**Detalles del problema:**
Prolonga el fragmento sobre la libertad y los derechos de propiedad a partir de su última oración.

**Fragmento de página:**
============================================================

Pero tal vez lo más relevante sea
comprender que la libertad permite que cada uno se ocupe de sus asuntos
sin que se le resulte posible lesionar derechos de otros y, en ese
ámbito, cada uno sepa que para prosperar debe inexorablemente mejorar la
condición social de su prójimo sea en campos espirituales o materiales,
sea brindando buenos consejos o brindando bienes y servicios que le
agraden a sus congéneres. Así, en el terreno puramente material, los que
aciertan obtienen ganancias y los que yerran incurren en quebrantos.
Ese es el modo por medio del cual en una sociedad abierta se asignan
derechos de propiedad. Los resultantes no son posiciones irrevocables,
sino cambiantes siempre según la capacidad y dedicación de cada cual
para atender los requerimientos de otros.

============================================================

**Sección de datos:**
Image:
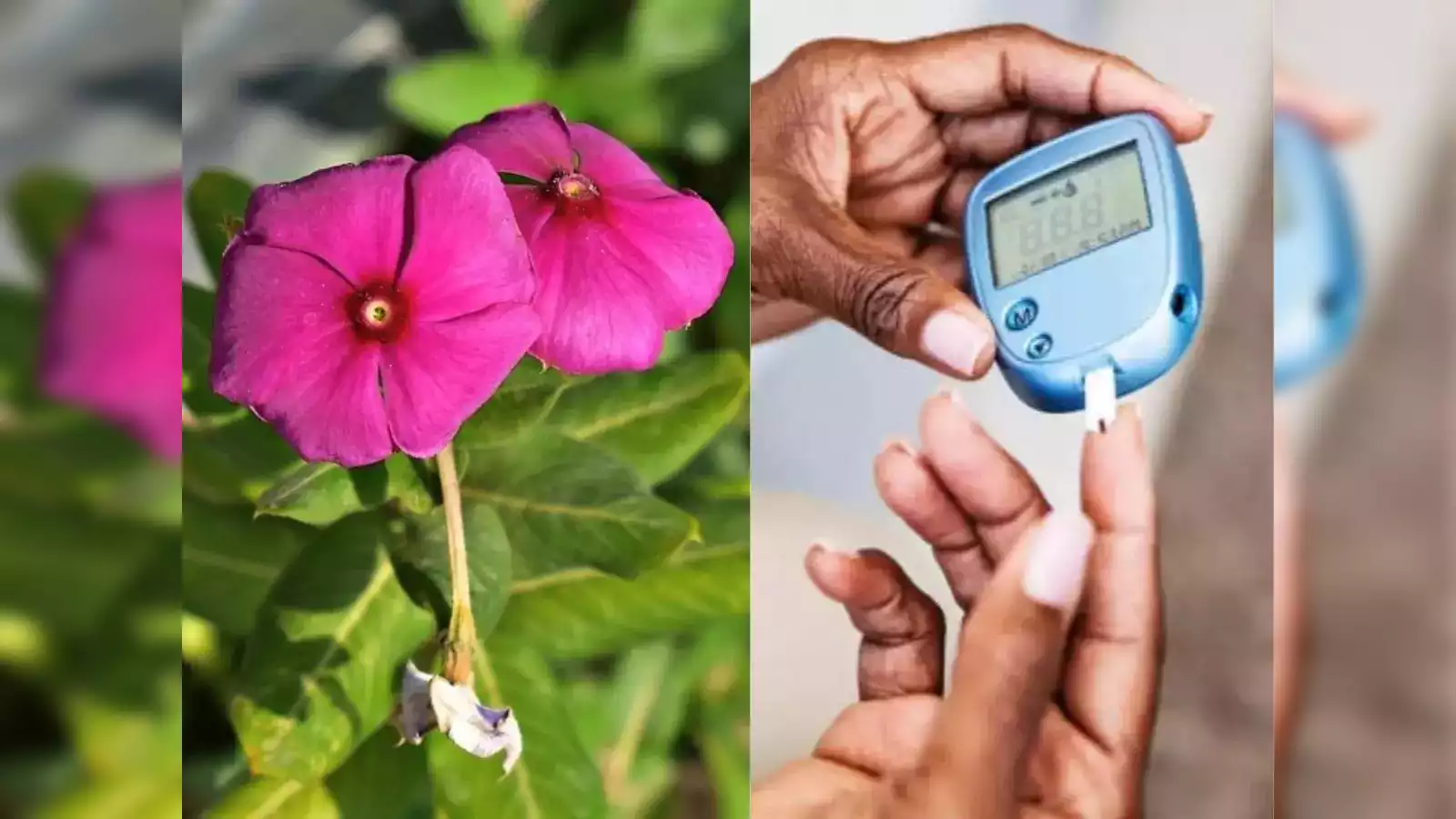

============================================================

**Respuesta escrita:**
Hoy en día desafortunadamente tienen
mucho predicamento las distintas manifestaciones de socialismo,
situación que al dañar el derecho de propiedad de la gente hace que la
pobreza se extienda por doquier, a pesar de lo cual, cuando se presenta
la posibilidad de pequeños islotes de libertad relativa, la consecuencia
es un portentoso progreso.
Uno de los elementos centrales en este
debate consiste en la igualdad. Ya en los albores de la Revolución
Francesa, antes de los estropicios de la contrarrevolución jacobina, en
los dos primeros artículos de la célebre Declaración se establecía la
igualdad de derechos pero nunca la manía moderna del pretendido
igualitarismo de ingresos y patrimonios que al imponer la guillotina
horizontal empobrece a todos pero de modo especial a los más débiles.
Esto es así porque los aparatos políticos al redistribuir
compulsivamente lo que la gente ya distribuyó voluntariamente con sus
compras en el supermercado y afines, provoca consumo de capital que, a
su turno, necesariamente reduce salarios.
Este es un tema crucial: entender que el
único modo de elevar salarios consiste en incrementar inversiones. No
hay magias posibles en economía, lo contrario permitiría que se aumenten
ingresos por decreto con lo que nos podrían hacer a todos millonarios.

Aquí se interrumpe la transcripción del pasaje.